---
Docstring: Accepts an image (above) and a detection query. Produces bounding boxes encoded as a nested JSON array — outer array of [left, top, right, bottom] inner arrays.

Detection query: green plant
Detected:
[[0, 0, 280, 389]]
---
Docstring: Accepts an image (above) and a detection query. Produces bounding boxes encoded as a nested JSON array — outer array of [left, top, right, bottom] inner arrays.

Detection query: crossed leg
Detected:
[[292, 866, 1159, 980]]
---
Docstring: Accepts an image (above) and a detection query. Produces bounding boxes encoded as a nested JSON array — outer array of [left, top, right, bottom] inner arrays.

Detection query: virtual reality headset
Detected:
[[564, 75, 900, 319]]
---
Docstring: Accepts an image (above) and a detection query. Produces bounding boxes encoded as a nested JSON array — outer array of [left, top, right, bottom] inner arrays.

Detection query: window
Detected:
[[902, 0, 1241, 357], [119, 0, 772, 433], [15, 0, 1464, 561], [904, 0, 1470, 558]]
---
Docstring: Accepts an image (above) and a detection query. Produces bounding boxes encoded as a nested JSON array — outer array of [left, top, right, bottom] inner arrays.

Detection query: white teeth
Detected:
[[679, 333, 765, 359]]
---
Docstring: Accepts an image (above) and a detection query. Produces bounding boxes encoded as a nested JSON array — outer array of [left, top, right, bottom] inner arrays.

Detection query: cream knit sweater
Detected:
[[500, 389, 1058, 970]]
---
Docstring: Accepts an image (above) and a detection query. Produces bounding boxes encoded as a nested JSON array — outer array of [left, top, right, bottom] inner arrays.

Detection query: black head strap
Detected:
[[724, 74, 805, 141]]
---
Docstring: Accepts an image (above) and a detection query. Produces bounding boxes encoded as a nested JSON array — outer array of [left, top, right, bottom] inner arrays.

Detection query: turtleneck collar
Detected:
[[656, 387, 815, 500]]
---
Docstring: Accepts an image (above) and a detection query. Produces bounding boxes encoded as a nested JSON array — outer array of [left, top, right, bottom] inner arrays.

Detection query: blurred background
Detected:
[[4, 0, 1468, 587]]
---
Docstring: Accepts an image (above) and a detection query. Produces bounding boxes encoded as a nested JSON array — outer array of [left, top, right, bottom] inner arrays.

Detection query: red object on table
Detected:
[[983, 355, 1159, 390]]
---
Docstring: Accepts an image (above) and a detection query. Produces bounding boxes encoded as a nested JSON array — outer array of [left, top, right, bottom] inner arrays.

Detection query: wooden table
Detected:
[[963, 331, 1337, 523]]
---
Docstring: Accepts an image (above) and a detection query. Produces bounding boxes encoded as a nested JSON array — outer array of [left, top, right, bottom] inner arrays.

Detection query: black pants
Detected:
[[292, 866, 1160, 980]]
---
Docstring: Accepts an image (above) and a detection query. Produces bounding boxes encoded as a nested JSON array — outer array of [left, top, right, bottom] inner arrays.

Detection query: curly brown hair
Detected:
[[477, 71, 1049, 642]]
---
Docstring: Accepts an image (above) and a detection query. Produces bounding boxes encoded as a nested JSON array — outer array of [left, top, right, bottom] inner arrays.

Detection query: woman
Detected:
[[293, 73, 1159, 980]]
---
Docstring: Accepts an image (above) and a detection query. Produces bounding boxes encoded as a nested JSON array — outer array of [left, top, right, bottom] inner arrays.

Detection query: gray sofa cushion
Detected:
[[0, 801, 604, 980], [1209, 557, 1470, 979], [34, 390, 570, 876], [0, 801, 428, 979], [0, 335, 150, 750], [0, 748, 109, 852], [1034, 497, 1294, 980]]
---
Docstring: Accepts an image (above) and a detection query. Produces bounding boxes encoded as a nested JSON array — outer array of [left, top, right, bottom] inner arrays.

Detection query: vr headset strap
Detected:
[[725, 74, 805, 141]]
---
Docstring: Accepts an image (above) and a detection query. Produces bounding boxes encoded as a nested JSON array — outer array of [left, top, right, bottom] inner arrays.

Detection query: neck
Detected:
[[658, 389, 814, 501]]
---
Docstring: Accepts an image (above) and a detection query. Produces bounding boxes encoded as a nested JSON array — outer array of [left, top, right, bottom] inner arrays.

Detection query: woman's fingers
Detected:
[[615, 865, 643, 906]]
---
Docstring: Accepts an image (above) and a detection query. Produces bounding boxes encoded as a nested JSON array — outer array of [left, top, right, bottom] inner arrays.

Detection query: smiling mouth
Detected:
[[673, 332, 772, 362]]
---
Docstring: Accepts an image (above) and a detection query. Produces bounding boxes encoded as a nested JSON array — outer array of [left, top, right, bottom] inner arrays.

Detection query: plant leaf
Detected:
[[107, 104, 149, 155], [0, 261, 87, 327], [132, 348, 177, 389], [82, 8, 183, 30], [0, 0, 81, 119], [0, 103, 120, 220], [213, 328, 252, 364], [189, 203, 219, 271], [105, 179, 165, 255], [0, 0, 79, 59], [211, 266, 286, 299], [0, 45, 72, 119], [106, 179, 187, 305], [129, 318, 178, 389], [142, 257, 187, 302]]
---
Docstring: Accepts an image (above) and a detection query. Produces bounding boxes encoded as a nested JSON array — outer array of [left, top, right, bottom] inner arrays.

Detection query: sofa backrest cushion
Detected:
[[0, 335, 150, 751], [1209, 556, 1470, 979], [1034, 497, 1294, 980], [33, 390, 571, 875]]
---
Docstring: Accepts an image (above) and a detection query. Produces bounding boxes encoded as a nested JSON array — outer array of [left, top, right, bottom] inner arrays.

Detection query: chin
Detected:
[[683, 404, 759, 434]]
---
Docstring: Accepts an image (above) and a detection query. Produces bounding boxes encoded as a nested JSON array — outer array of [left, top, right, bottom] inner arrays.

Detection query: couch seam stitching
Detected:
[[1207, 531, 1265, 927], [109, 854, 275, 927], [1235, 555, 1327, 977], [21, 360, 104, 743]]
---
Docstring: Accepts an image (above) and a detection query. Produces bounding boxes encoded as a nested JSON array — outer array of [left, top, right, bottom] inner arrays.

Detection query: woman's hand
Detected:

────────────────────

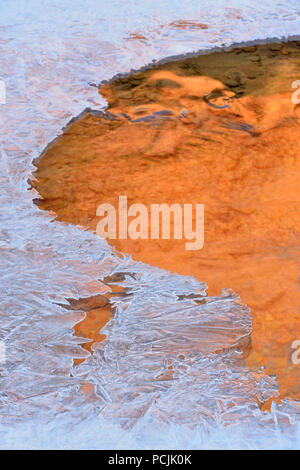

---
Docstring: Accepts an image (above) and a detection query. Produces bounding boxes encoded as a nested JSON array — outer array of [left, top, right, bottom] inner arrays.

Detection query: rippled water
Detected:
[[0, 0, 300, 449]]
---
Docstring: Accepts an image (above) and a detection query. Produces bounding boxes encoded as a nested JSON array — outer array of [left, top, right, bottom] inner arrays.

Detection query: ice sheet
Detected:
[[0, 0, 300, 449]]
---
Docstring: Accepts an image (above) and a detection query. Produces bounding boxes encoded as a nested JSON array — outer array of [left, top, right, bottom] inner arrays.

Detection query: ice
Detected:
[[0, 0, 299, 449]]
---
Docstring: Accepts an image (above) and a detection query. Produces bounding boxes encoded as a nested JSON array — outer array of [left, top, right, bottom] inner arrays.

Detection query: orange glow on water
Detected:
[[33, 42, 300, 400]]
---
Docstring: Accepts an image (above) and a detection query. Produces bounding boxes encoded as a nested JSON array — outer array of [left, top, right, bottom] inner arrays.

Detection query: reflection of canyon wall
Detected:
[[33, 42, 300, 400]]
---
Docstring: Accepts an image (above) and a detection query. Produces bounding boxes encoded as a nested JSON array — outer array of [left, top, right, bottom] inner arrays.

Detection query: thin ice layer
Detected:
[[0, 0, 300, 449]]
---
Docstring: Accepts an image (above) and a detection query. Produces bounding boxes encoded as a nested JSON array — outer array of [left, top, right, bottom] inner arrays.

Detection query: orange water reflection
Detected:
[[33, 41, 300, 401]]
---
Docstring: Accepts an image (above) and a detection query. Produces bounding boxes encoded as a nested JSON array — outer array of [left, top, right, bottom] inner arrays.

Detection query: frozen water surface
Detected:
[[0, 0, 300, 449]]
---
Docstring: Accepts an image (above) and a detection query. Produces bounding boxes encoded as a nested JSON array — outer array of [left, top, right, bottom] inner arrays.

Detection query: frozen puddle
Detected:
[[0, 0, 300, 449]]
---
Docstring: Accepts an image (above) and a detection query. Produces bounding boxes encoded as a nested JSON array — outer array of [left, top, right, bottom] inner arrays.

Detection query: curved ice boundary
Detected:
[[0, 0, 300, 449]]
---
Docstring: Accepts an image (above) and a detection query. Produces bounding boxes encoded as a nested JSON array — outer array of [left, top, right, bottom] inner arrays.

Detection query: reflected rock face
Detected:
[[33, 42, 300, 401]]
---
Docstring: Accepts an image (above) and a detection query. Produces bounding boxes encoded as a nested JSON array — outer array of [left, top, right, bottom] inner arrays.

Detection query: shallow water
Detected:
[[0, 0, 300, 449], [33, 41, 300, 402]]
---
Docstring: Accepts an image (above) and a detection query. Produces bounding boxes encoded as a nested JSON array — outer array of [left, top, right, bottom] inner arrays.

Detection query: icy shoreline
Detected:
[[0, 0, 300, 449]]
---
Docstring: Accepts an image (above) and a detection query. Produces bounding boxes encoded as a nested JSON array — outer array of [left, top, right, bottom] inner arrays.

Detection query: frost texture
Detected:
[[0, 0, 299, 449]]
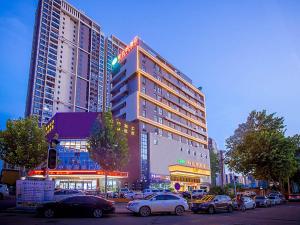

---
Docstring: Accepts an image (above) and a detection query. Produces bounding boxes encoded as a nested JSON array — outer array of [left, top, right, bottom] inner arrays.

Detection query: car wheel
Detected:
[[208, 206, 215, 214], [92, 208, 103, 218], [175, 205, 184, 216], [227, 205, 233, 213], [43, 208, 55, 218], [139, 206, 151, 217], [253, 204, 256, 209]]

────────────────────

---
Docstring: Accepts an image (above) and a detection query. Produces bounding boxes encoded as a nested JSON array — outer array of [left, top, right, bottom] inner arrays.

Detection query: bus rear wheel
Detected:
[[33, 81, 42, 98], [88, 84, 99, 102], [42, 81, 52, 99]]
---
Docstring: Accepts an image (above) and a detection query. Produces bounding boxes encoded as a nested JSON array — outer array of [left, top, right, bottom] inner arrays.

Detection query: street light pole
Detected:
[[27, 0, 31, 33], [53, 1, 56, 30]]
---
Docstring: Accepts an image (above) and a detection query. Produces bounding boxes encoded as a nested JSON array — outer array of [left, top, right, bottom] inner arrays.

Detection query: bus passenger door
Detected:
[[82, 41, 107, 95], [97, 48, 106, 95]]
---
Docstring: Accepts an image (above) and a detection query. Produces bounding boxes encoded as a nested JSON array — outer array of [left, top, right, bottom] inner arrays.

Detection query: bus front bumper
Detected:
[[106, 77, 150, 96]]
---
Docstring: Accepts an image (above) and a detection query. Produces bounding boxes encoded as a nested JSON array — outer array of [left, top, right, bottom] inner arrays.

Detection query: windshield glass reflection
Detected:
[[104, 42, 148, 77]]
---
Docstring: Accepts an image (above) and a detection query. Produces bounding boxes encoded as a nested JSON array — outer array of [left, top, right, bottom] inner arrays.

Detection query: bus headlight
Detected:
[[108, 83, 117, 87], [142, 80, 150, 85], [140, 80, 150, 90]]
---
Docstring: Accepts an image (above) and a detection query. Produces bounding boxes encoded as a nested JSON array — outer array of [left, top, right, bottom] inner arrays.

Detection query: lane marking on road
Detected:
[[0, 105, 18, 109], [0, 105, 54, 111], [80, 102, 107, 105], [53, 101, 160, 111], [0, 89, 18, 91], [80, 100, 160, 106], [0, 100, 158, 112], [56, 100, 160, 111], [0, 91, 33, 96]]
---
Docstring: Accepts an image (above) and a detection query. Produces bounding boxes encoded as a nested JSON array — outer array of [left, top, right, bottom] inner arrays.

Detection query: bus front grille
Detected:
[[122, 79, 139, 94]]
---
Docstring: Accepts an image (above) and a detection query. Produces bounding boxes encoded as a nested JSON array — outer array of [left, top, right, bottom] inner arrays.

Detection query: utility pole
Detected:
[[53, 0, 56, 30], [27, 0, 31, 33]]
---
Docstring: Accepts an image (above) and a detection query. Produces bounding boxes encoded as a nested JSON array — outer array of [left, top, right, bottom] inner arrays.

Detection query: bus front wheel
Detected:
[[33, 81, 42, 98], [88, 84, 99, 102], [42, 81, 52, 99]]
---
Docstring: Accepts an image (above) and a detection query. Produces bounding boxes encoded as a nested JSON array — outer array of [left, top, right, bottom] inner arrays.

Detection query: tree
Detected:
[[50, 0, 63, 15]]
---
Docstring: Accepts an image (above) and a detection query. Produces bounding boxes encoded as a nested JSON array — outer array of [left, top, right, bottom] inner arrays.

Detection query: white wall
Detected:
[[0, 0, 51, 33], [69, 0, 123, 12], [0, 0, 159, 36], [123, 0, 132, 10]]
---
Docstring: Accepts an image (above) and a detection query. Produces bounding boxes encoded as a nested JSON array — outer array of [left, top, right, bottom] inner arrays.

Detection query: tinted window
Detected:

────────────────────

▶ _Problem_
Among the records above, repeat exactly the line with "Detection query: cream knit sweater", the line with "Detection query: black head strap", and every line in between, and only those.

▶ _Solution_
Detection query: cream knit sweater
Detected:
[[500, 389, 1058, 970]]
---
Docstring: Accepts an image (above) and a detection query. Produces bounding boxes encoded as a nested JSON array — outer array of [left, top, right, bottom] inner arrays.

Detection query: black head strap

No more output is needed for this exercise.